## GIVEN EXERCISE
Rewrite the entries starting at the line containing "the car debris" and ending at the line containing "x=411 y=199", changing "asphalt" to "pavement" and leaving everything else as it is.

[Saved data entries]
************

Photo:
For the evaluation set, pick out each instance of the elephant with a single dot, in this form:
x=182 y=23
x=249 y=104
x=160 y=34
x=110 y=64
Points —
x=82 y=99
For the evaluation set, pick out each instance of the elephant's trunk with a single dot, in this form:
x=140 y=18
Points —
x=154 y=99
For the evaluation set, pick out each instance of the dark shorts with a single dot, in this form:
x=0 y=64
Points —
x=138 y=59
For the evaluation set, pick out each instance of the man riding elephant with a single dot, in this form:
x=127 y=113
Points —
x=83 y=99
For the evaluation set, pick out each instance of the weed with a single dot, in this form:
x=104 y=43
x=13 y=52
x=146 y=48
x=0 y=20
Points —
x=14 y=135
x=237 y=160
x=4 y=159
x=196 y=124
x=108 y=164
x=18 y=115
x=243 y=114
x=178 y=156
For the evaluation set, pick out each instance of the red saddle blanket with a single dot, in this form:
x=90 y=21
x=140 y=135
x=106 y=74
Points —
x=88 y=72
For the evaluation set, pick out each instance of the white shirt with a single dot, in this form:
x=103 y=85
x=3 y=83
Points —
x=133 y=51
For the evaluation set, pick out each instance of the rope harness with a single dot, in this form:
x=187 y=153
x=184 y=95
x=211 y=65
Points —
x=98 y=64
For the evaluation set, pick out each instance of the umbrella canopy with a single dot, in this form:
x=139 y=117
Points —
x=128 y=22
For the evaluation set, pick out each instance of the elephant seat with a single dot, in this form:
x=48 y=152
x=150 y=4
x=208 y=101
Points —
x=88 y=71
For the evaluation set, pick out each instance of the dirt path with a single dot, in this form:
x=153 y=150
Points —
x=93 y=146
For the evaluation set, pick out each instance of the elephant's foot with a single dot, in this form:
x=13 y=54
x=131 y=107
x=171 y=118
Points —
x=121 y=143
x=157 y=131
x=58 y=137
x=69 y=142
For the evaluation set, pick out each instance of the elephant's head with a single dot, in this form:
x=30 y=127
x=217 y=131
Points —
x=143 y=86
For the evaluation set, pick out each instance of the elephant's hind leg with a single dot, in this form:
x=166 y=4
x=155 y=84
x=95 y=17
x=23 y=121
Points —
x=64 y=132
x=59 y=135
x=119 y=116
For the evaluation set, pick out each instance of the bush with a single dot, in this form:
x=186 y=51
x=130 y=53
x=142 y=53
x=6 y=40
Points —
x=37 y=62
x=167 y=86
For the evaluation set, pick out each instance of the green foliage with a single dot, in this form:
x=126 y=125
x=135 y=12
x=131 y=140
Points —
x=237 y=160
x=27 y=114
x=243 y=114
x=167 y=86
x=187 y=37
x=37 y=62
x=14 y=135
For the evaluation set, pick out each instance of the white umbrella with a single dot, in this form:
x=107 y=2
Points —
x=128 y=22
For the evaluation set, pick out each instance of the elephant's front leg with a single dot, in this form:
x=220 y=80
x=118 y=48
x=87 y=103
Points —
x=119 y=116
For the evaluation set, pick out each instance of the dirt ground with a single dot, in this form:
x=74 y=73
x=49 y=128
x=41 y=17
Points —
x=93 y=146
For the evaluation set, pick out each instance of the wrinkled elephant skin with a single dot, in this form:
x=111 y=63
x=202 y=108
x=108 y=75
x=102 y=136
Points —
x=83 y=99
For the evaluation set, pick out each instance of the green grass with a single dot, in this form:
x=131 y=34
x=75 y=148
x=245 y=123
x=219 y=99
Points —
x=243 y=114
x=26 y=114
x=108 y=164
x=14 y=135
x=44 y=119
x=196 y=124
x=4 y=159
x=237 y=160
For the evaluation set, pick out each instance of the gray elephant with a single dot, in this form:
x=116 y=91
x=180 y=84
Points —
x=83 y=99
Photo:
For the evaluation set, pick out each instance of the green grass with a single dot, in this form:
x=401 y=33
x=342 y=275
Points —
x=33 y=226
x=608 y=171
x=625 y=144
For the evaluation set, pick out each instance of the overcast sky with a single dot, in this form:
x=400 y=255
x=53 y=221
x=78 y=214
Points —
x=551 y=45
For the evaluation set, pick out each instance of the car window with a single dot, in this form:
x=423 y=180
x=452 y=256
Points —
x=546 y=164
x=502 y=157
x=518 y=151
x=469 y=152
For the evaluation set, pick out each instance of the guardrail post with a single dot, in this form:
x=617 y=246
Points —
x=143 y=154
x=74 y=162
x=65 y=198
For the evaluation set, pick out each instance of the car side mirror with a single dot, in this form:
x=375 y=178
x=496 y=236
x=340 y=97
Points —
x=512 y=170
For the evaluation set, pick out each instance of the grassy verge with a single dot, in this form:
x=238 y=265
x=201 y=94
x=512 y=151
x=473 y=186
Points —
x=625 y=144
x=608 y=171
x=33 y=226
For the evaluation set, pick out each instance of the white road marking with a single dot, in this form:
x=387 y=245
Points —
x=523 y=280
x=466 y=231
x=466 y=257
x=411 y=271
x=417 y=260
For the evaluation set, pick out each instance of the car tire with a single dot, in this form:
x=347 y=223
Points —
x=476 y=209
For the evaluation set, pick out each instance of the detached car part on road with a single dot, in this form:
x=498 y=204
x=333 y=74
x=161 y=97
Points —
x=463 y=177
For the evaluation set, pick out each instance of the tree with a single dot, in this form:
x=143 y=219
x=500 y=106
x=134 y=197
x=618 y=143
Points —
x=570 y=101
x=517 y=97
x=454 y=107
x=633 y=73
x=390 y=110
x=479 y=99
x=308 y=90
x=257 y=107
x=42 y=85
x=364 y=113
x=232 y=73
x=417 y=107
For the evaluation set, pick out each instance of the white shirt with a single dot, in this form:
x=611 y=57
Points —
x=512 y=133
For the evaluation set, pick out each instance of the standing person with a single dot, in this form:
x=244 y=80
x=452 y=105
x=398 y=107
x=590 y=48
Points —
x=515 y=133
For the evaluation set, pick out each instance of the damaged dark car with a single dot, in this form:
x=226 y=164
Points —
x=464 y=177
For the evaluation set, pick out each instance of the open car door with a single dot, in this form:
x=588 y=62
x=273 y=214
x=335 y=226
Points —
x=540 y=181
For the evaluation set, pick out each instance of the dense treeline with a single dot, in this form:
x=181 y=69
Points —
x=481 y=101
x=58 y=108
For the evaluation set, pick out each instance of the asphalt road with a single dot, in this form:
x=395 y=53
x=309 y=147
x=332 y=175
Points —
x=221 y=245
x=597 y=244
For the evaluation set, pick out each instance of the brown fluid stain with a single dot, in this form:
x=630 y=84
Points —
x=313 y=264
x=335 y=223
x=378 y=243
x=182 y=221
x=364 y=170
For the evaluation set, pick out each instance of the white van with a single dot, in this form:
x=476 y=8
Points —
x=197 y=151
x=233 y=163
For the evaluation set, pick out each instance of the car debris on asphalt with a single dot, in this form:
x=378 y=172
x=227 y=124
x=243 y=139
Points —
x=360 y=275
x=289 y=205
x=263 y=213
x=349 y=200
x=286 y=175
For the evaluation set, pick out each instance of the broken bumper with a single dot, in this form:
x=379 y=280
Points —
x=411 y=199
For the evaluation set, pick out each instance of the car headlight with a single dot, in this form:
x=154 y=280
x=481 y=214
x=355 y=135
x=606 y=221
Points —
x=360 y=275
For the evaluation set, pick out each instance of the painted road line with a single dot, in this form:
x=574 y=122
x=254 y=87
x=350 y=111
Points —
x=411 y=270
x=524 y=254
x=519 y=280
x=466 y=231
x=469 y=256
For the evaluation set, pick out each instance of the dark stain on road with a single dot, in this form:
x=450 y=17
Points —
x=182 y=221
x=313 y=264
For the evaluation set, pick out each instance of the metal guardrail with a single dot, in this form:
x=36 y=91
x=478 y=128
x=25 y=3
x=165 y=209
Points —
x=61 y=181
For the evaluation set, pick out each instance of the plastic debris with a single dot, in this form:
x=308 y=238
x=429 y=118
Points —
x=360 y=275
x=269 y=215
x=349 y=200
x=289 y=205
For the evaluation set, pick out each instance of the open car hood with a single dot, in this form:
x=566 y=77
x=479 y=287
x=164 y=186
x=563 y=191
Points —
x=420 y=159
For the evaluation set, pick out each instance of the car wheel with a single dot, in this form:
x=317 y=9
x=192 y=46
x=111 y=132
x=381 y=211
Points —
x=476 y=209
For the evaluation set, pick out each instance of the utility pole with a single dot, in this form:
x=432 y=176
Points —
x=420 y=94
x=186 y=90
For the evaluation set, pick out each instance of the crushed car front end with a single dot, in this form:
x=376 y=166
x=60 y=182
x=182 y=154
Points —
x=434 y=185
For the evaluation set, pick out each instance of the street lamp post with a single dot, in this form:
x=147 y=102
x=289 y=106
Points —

************

## SOLUTION FOR THIS EXERCISE
For the evaluation set, pick out each instance of the car debris on pavement with a single dot, in this form:
x=378 y=172
x=227 y=124
x=243 y=139
Points —
x=360 y=275
x=289 y=205
x=263 y=213
x=349 y=200
x=286 y=175
For the evaluation set, pick out each instance of the broken bumper with a single dot, in this form:
x=379 y=280
Points —
x=411 y=199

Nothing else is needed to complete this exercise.